YOUR INSTRUCTIONS: Output each line of the material exactly as it stands.

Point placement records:

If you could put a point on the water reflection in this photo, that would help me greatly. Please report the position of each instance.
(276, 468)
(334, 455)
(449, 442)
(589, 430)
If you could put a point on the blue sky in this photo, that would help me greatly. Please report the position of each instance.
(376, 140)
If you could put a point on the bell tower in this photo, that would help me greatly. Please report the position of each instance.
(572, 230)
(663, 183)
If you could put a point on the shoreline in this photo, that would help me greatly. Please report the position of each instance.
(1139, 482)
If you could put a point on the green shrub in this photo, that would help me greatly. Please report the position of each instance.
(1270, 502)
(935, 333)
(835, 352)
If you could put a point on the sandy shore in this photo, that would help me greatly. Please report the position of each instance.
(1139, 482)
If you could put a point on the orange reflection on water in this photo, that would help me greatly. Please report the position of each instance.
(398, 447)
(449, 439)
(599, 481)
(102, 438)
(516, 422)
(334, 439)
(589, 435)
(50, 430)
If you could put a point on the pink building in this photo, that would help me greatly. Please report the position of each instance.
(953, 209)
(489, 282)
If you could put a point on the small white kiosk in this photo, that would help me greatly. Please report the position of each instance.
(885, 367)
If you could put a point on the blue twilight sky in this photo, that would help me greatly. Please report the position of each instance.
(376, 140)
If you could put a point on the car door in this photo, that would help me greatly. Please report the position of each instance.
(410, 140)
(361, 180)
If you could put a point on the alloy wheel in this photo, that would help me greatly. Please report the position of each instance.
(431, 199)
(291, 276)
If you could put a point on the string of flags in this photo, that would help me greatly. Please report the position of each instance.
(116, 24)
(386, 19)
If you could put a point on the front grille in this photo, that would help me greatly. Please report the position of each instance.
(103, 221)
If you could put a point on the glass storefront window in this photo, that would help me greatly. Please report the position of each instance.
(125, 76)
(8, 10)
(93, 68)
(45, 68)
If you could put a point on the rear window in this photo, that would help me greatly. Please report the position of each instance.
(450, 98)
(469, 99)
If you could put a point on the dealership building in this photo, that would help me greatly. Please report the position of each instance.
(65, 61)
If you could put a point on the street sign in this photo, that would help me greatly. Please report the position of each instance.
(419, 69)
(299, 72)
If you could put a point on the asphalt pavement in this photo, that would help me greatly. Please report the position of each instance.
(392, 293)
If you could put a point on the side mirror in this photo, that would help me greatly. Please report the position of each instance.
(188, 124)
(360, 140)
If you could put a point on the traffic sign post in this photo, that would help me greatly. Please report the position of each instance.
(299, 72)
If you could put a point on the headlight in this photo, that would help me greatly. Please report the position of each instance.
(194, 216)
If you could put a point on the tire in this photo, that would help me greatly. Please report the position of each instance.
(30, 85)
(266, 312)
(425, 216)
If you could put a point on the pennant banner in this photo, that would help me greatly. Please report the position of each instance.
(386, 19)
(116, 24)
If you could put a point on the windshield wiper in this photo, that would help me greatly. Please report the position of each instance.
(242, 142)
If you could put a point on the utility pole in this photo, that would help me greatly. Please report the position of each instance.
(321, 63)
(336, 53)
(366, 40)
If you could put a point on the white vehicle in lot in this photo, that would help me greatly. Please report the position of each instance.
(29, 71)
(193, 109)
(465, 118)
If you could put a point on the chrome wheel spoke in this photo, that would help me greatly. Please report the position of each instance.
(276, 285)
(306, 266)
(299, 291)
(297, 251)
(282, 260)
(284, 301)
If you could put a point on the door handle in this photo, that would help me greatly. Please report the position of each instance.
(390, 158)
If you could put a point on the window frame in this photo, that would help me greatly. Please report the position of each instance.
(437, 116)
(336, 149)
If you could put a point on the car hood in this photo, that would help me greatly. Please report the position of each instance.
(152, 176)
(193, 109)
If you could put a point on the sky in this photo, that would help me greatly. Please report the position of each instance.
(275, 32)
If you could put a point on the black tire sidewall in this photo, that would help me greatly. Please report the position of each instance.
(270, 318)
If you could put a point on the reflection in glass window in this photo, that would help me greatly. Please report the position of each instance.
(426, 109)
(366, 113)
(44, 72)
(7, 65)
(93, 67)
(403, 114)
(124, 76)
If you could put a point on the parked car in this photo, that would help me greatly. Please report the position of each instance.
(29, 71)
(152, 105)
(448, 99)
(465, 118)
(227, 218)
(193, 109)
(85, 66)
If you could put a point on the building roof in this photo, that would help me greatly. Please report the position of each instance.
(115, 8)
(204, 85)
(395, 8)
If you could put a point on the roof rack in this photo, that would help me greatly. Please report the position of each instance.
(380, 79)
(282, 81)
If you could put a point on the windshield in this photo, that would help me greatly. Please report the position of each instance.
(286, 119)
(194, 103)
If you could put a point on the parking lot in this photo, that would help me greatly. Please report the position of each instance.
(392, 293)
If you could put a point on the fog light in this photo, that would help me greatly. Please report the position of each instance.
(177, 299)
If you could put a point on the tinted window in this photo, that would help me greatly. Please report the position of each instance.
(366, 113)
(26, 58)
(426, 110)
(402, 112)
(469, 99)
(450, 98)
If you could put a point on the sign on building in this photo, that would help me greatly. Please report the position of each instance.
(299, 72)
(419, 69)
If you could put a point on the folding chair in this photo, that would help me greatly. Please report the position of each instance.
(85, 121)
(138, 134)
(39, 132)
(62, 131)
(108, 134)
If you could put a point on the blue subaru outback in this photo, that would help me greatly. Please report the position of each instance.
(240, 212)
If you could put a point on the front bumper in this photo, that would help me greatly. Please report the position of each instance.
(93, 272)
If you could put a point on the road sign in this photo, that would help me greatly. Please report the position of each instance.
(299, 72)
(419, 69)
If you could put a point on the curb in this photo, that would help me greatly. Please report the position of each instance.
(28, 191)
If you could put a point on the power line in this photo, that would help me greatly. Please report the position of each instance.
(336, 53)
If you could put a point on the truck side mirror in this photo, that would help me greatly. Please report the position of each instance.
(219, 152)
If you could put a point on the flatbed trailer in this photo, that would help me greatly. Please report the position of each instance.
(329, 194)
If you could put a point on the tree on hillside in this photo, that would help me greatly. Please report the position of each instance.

COMPLETE ANSWER:
If you could put a point on the water reflection in this photo, that would help me greatly. Please report the position of each instance.
(276, 468)
(334, 455)
(449, 442)
(589, 430)
If you could put a point on the blue sky in this photo, that would help me greatly. Please report the position of each instance.
(376, 140)
If you could put a point on the bell tower in this photo, that would help me greatly. Please report the position of each instance.
(572, 230)
(663, 183)
If you could put a point on the shoreline in this photo, that would help me greatly. Please report the position of each instance.
(1139, 482)
If you could put a point on the green shrub in this photo, that would help me greatly. Please report the position of each instance.
(1270, 502)
(935, 333)
(835, 352)
If you could put a point on the sandy shore in this photo, that would help me greatly. Please report the position of each instance.
(1139, 482)
If you could put a point on the orange reflection on water in this photo, that would help me greatly. Please report the position of each instance.
(398, 447)
(449, 439)
(599, 481)
(102, 438)
(516, 422)
(334, 439)
(589, 435)
(50, 430)
If you could put a point on the pink building in this photo, that would help me greatly. Please report the position of each instance.
(953, 209)
(489, 282)
If you could put a point on the small white kiosk in this photo, that would help me greatly. Please report the position of each instance.
(885, 367)
If you could put a point on the blue twilight sky in this photo, that would help me greatly. Please report the position of each instance.
(376, 140)
If you could put a point on the car door in this photo, that would help me greatly. Please report the position of each instance.
(410, 140)
(361, 180)
If you could put a point on the alloy wheel in this photo, that would help me greatly. Please report the position of each instance.
(431, 199)
(291, 276)
If you could put a point on the string of flags in this photo, that would help me greatly. Please report the position of each instance.
(116, 24)
(386, 19)
If you could put a point on the front grille in this photo, that would help me greatly. Please report the position of each instance.
(103, 221)
If you could put a point on the glass storefront window in this photo, that would help me greatly. Please report the position of each instance.
(125, 76)
(8, 10)
(93, 68)
(45, 68)
If you could put a point on the rear window in this photo, that would help me greatly. Please report the position of each instance.
(450, 98)
(469, 99)
If you could put a point on the dealership building in this photo, that would help me greatly. Please report the position of each instance.
(65, 61)
If you could put a point on the street sign in this photo, that would help me greatly. Please report the position of each instance.
(419, 69)
(299, 72)
If you could put a point on the asphalt pavement in this photo, that would help me greatly. Please report the position of each instance.
(392, 293)
If you could put a point on the side mirror in this photo, that would help me greatly. Please report the position of each instance.
(188, 124)
(360, 140)
If you could put a point on the traffic sign post in this photo, that would help me greatly. Please report the position of each instance.
(299, 72)
If you could put a point on the headlight in this photo, that would help me greatly. Please report the position of each instance.
(194, 216)
If you could put a point on the tire in this photo, that would help me greatly. Please report the position of each instance.
(30, 85)
(266, 312)
(425, 216)
If you could put a point on the pennant banner in this photo, that would help me greatly. Please report the position of each instance.
(386, 19)
(116, 24)
If you could put a point on the windshield wiper in this photo, that would help me greatly. Please report the position of each instance.
(242, 142)
If you could put a point on the utility pole in this photo, that would help me greatly. Please report the position of each instance.
(321, 63)
(336, 53)
(366, 40)
If you could put a point on the white vehicle in lot in this photo, that would help me greatly. Please report the position of each instance.
(29, 71)
(193, 109)
(465, 118)
If you could put a point on the chrome wheel spoke in this photo, that would help me greatly. Please report the position of each instance.
(276, 285)
(306, 266)
(299, 291)
(297, 251)
(282, 260)
(284, 301)
If you could put a point on the door handle in this photo, that would help me greatly. Please report the position of each instance.
(390, 158)
If you could put a point on the window frame in this photo, that would help me greatly. Please report the position of each instance.
(437, 116)
(336, 149)
If you could put a point on the car hood in this photo, that would help me greatly. Please report the position of each instance.
(152, 176)
(193, 109)
If you could put a point on the sky in this photo, that would help me greatly. Please report the position of each instance.
(275, 32)
If you could put a point on the black tire sidewall in this photo, that would help me greatly. Please report the position of each instance.
(270, 318)
If you could put a point on the reflection in glass window in this photo, that would help me greatly. Please report the position of each instance.
(426, 109)
(366, 113)
(44, 72)
(7, 65)
(93, 67)
(403, 114)
(124, 76)
If you could put a point on the parked car in this photo, that would help me greatly. Please report the position of each instance.
(29, 71)
(152, 105)
(448, 99)
(465, 118)
(227, 218)
(193, 109)
(85, 66)
If you could put a point on the building roof in this photo, that would help me greatly. Please report the position of each instance.
(115, 8)
(204, 85)
(395, 8)
If you could put a point on the roof rack in this photo, that would help me greatly. Please report the position of each instance.
(380, 79)
(282, 81)
If you could put a point on the windshield in this photo, that would help me greatly. Please report the position of each instance.
(286, 119)
(194, 103)
If you could put a point on the parking lot in this photo, that would help me greatly. Please report the position of each instance.
(392, 293)
If you could put a point on the fog light in this photo, that would help me greatly. Please report the position of each instance.
(177, 299)
If you could put a point on the tinted window in this photo, that would help me greatly. Please report the position of each instance.
(366, 113)
(26, 58)
(426, 110)
(402, 112)
(469, 99)
(450, 98)
If you could put a point on the sign on building in this photo, that would help me greatly. Please report the position of each instance.
(299, 72)
(419, 69)
If you could put a point on the folding chair in this photo, that would help me greatly. Please report the position of each instance.
(85, 121)
(138, 134)
(39, 132)
(62, 131)
(108, 134)
If you could put a point on the blue subaru outback in this photo, that would help me greatly. Please report the position of each instance.
(240, 212)
If you could put a point on the front bumper in this photo, that would help me greatly. Please report the position of each instance.
(93, 272)
If you could put a point on the road sign in this photo, that would help me greatly. Please report the position of each instance.
(299, 72)
(419, 69)
If you could put a point on the curb in this photo, that would help me greatly. Please report the position of each instance.
(28, 191)
If you could put a point on the power line in this photo, that would help me greatly. Please report the position of each instance.
(336, 53)
If you could put a point on the truck side mirror in this photo, that would help me greatly. Please report the position of each instance.
(219, 152)
If you could put a point on the flatbed trailer in this photo, that would help me greatly. Please report the position of each instance.
(329, 194)
If you could put a point on the tree on hillside in this photo, that would help me greatly. Please report the position of each instance.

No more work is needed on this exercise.